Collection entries
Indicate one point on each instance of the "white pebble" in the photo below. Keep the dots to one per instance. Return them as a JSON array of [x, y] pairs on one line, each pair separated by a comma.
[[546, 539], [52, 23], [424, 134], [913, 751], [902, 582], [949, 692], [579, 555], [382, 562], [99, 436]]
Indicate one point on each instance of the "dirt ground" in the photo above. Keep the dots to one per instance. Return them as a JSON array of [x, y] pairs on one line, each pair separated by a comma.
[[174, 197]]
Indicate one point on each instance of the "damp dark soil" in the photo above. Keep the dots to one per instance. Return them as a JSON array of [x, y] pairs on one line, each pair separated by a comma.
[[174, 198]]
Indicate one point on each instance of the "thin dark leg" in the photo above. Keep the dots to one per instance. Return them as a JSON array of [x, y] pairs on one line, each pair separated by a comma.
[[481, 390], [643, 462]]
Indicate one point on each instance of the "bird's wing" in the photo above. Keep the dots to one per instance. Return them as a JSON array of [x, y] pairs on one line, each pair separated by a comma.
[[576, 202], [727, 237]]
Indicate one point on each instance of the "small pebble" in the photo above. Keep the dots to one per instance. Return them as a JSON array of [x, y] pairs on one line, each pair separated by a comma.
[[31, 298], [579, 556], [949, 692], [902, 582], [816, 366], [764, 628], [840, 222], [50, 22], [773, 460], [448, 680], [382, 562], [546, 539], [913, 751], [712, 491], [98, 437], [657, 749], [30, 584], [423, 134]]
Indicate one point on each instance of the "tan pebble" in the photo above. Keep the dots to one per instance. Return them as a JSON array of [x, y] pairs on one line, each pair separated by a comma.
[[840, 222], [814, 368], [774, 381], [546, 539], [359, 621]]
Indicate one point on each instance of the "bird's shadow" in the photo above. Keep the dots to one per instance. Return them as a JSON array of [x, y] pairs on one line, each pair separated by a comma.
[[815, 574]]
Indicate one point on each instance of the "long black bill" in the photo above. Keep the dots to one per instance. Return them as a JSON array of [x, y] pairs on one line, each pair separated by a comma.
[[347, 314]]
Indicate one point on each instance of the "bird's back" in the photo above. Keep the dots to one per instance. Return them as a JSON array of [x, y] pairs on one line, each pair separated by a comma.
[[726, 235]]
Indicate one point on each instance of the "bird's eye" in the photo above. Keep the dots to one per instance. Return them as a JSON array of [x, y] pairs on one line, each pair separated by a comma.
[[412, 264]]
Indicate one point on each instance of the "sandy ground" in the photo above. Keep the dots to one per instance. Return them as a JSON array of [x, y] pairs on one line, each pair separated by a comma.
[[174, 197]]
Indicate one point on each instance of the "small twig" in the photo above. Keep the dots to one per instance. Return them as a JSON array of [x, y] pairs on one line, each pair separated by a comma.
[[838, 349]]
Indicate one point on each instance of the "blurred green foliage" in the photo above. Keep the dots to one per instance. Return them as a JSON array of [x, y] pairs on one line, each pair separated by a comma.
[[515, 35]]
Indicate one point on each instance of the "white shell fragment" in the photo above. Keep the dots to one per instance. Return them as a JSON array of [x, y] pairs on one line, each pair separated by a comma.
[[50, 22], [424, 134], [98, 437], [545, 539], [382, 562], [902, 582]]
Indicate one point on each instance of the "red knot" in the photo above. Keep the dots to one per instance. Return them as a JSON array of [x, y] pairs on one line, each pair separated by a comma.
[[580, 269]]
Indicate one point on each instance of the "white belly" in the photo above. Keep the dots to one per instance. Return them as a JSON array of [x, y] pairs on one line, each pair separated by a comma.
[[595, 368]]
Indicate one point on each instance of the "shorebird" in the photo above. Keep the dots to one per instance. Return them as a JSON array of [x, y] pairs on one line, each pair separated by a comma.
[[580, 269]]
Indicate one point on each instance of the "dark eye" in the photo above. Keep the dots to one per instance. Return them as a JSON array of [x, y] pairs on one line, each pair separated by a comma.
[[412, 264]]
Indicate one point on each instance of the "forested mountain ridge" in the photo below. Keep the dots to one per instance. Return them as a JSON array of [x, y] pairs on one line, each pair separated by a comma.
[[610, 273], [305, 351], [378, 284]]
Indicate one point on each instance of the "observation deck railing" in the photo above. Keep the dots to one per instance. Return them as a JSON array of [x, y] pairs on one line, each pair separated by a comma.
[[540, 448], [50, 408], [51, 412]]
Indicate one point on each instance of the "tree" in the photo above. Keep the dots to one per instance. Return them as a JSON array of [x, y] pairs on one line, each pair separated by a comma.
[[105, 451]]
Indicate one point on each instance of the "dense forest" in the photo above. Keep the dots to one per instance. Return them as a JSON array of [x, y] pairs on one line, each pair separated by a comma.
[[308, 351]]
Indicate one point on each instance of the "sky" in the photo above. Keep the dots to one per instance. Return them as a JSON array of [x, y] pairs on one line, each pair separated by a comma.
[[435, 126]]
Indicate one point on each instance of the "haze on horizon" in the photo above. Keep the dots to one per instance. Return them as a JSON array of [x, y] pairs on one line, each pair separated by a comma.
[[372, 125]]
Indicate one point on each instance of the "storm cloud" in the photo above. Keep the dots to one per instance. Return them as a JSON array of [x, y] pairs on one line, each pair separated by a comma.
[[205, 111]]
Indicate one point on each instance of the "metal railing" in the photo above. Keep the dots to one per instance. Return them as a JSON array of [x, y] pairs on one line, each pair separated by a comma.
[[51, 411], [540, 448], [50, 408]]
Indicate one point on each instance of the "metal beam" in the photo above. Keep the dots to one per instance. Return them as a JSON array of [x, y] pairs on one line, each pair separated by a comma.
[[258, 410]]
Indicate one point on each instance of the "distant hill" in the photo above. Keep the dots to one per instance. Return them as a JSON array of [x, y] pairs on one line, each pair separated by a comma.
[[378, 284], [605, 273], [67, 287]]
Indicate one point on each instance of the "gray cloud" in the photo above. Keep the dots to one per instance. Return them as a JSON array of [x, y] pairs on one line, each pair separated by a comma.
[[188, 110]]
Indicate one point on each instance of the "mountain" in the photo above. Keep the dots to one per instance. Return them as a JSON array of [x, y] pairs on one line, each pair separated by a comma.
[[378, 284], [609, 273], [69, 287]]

WORK REQUIRED:
The answer must be the complete set of entries, retyped exactly.

RESPONSE AREA:
Indicate one point on each instance of the "white pebble" in the photo below. Keep the dots to one per instance. Return them as a JSON array of [x, y] pairs on one line, each pair separated by a comma.
[[546, 539], [52, 23], [424, 134], [913, 751], [902, 582], [949, 692], [579, 555], [382, 562], [99, 436]]
Indicate one point on each instance of the "dirt ground" in the photo above. Keep the dots to one per instance. Return them as a JSON array of [x, y] pairs on one line, each pair separated by a comma.
[[174, 197]]
Indicate one point on each instance of the "damp dark soil" in the photo above. Keep the dots to one per instance. Return them as a JSON array of [x, y] pairs on one line, each pair separated by a comma.
[[174, 198]]
Indicate one point on each instance of the "thin dark leg" in the photo above. Keep the dots to one per instance. Return them as a JSON array of [x, y] pairs on one line, each pair separated by a comma.
[[481, 390], [643, 462]]
Indicate one point on each instance of the "bird's wing" in the photo above. Keep the dots to one per instance. Return them as a JSON array of [x, y] pairs on one line, each pair separated by a comma.
[[576, 202], [727, 237]]
Indicate one point on each instance of the "small pebble" in the photo above. Keep the dots to one per instance. Return them as a JSON array of [x, y] pairs on one line, each pair separated by a comma.
[[31, 298], [579, 556], [949, 692], [902, 582], [816, 366], [764, 628], [840, 222], [50, 22], [773, 460], [448, 680], [382, 562], [546, 539], [913, 751], [712, 491], [98, 437], [657, 749], [30, 584], [423, 134]]
Indicate one point on each instance of the "tan pebble" in the photo above. Keep the dots to one per instance. Return them as a JSON array of [x, y] pairs on one line, each pair separated by a comma.
[[840, 222], [814, 368], [774, 381], [546, 539], [359, 621]]
Indicate one point on each instance of the "bird's shadow" in the photo above. Keep the dots to one per instance. Return them as a JSON array of [x, y] pairs on one line, each pair separated by a comma.
[[815, 574]]
Indicate one point on each instance of the "long black bill" in the photo above. Keep the dots to one per instance. Return them as a JSON array of [x, y] pairs on one line, each pair separated by a comma.
[[347, 314]]
Indicate one point on each instance of the "bird's back" in the photo above. Keep the dots to one per instance. Return them as a JSON array of [x, y] pairs on one line, each pair separated by a comma.
[[726, 235]]
Indicate one point on each instance of the "bird's eye" in the photo above. Keep the dots to one per instance. Return them as a JSON array of [x, y] pairs on one line, each pair separated by a comma.
[[412, 264]]
Indicate one point on each instance of the "sandy ground" in the photo above. Keep the dots to one per instance. Return them as a JSON array of [x, y] pairs on one line, each pair separated by a comma.
[[174, 197]]
Indicate one point on each instance of the "small twig" in the photo above. Keep the dots to one per instance. Return them as a JSON array of [x, y] pairs on one line, each pair separated by a comma.
[[838, 349]]
Indicate one point on each instance of the "blurred green foliage" in the photo above. Keep the dots to one per instance. Return them as a JSON array of [x, y] pairs on one line, each pair separated by a comma.
[[515, 35]]
Indicate one point on each instance of the "white shell fragment" in the photo above. Keep the dots to one per instance. Return them as a JSON array of [x, y] pairs on one line, each pair separated by a comma.
[[50, 22], [424, 134], [98, 437], [545, 539], [382, 562], [902, 582]]
Indicate one point on each instance of the "red knot" in the photo above. Keep the dots to one per instance. Return them as a JSON array of [x, y] pairs on one line, each pair separated by a comma.
[[580, 269]]
Indicate one point on each instance of the "white belly" in the photo above. Keep the dots to one per instance. Return them as a JSON array of [x, y] pairs on one line, each pair separated by a comma.
[[595, 368]]
Indicate one point on each instance of the "shorebird" in the photo above. Keep the dots to one per instance. Return them as a JSON array of [x, y] pairs on one line, each pair separated by a comma.
[[580, 269]]
Indicate one point on each instance of the "dark eye" in the photo above. Keep the dots to one per instance. Return them as a JSON array of [x, y] pairs on one line, each pair separated by a comma.
[[412, 264]]
Indicate one point on each instance of the "forested mountain ridge" in the photo below. Keep the dots to one per instance. Return them as a JSON array of [x, y] pairs on one line, each pair separated by a comma.
[[610, 273], [305, 351], [378, 284]]
Indicate one point on each instance of the "observation deck railing" in the photo above. Keep the dots to one per instance. Return them as a JSON array of [x, y] pairs on one line, each pair separated by a comma.
[[540, 448], [50, 408], [51, 412]]
Indicate one point on each instance of the "tree" in the photo above. Keep the dots to one per instance. Return them as a JSON array of [x, y] pairs on one line, each pair separated by a comma.
[[105, 451]]
Indicate one point on each instance of the "dense forest" in the photo above. Keep the dots to one per instance. Return them as a JSON array of [x, y] pairs on one line, each pair separated by a comma.
[[308, 351]]
Indicate one point on each instance of the "sky" in the photo above. Keep the dots to one per instance. Return them as a JSON array of [x, y] pairs on one line, each pair separated by a comma.
[[435, 126]]
Indicate one point on each instance of the "haze on horizon" in the photo above. Keep the dots to one per instance. Return them as a JSON array of [x, y] pairs on one line, each pair separated by a comma.
[[372, 125]]
Indicate one point on each instance of the "storm cloud" in the photo above. Keep the dots to one per instance. Return them as a JSON array of [x, y] pairs on one line, each pair separated by a comma.
[[205, 111]]
Indicate one point on each instance of the "metal railing" in the photo above. Keep the dots to one per instance. Return them as a JSON array of [x, y] pairs on one line, each pair separated by a comma.
[[51, 411], [540, 448], [50, 408]]
Indicate one point on each instance of the "metal beam" in the photo above. Keep the dots to one per instance. Return them as a JSON array of [x, y] pairs on one line, each pair separated by a comma.
[[258, 410]]
Indicate one point on each instance of the "distant hill" in the photo above. Keep the dots to one per instance. Return them as a JSON array of [x, y] pairs on one line, each pair separated by a comma.
[[378, 284], [605, 273], [67, 287]]
Indicate one point on each instance of the "gray cloud" in the photo above. Keep the dots to one per instance. Return them as a JSON array of [x, y] pairs on one line, each pair separated by a comma.
[[188, 110]]
Indicate one point on each instance of the "mountain" in the photo above. Keep the dots to one per instance. Return them as a JSON array of [x, y] pairs on one line, each pair separated by a comma.
[[378, 284], [609, 273], [69, 287]]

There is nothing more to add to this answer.